[Passage provided]
────────────────────────────────────────
I don’t know what they’re doing. I just know what they’re up to.
Yesterday when our personal crows (Dickens, DooDah, Auxiliary Dickens, and Ancillary DooDah) came by for their daily peanuts, which we are insisting they ask for in some manner, because we’re self-centered attention junkies, Dave had himself a notion. It was much like the notion of feeding vegetables to your dog under the table. He had a stale quarter of a sandwich left that he didn’t want, and he thought maybe DooDah would.
DooDah did. DooDah scooped up the entire sandwich, about the size of drink coaster, and flew off with it. It isn’t a great idea. Bread mustard salami cheese peperoncinis mayonnaise. Nothing in that sandwich is good for birds, but it isn’t all that good for humans either, and in any case we don’t make a habit of it.
I watched her set the sandwich down and poke at it and maybe retrieve some particular element and then she picked it up and stuffed it into the soft soil near a patch of arugula. Then she found some dead leaves and carefully placed them on top. Well! Corvids cache nuts, seeds, and salami sandwiches! Awesome.
Today I looked up in time to see DooDah flying in with a familiar-looking sandwich about the size of a drink coaster in her beak. She went straight to the bird bath and put it in. Then she carefully peeled apart the layers and set them side by side to soak. All righty then. Softening it up.
And then—then—she put it back together in the original order, with all the corners lined up. The cheese was missing. I think she’d pulled that out first thing. She picked up the perfectly recombobulated sandwich and took it over to the soft soil and poked it in. Put a few leaves on top.
And then Ancillary Dickens came by and moped around, kicking at some leaves. “There’s nothing to eat,” he complained. He took a few aimless walks around the patio and got closer to DooDah. “There’s nothing to eat,” he said, again.
DooDah shook herself and straightened a belly feather. “Did you check the pantry?”
“There’s nothing in there.”
“Oh, now. Look harder.”
“There’s no cheese,” he said. Kicking.
“For heaven’s sake. There are rooks in the United Kingdom that would be thrilled to have the stuff you turn your rictal bristles up at. I don’t know why I even bother.”
“Eww, you said rictal!”
“You are such a child.”
“Chuckie’s mom gives him Mexican.”
“Maybe you should go live in Chuckie’s mom’s tree. There’s Mexican a half block away. You could get up off your dead cloaca and hit the dumpster if you don’t like what we have.”
He kicked at some more leaves. “I’m not all that hungry.”
DooDah walked over and poked him hard in the head, just for drill. “Did you poop today?”
“Thirty times.”
────────────────────────────────────────
[Raw data]
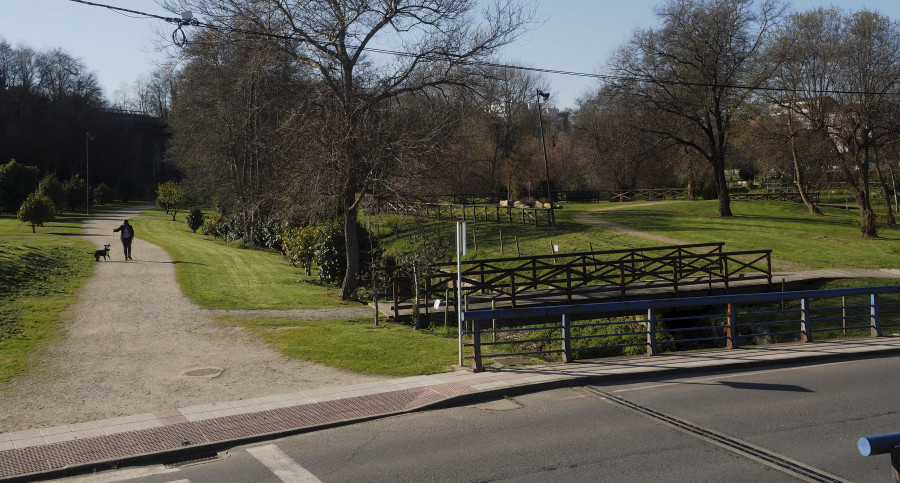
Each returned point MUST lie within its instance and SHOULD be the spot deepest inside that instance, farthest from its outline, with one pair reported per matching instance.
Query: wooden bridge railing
────────────────────────────────────────
[Task requirements] Resume the piece about the crows and the buried sandwich, starting right after its final line of dialogue.

[Result]
“Well go poop again. We’re not having anyone backed up just before nesting season.”
Kick. Kick.
“There’s nothing to do.”
“Excellent. Because the hawk-harassment posse is looking for recruits. Plus I could use some help gathering twigs for the new nest.”
“The new nest? That’s not for another month.”
“And we need someone on peanut dispenser surveillance. That back door over there. When it opens, peanuts come out. I can’t be on it all the time, because unlike some people, I have things to do.”
“I’ve got things! The guys and I are thinking of going downtown to roost early.”
“Are you. ‘Roost,’ is it.”
Kick. Kick. “Is there any more salami?”
Oh, you are so fortunate to have been accepted into a murder! A multitude of crows flies over our house every morning just after sunrise, on their way from their roosting area (which looks to be somewhere by the Delaware river.) Occasionally, a group of them will land in our trees and quark at each other, but they never come down to eat the cracked corn that I put out on the driveway for the doves and squirrels. (I never thought of making them sandwiches, but if I did, the squirrels would snap them up first.) Whereas when they “caw”, it seems like a warning sound, their “quarks” sound gentler and like they are conveying information to each other: “Potlatch in the field by Marini’s Produce. Pass it on.” I have seen large groups of them gather in fields in the spring, and it amuses me to think that they are having a potlatch so that the youngsters can get together with everyone and maybe find a mate.
I’m starting to like every little thing about them. This group of four knows us well and if we’re walking home from somewhere they’ll pick us up a block early and do a swoopy in front of us to let us know they’re there. Now I have peanuts in all my pockets. My laundry is a mess.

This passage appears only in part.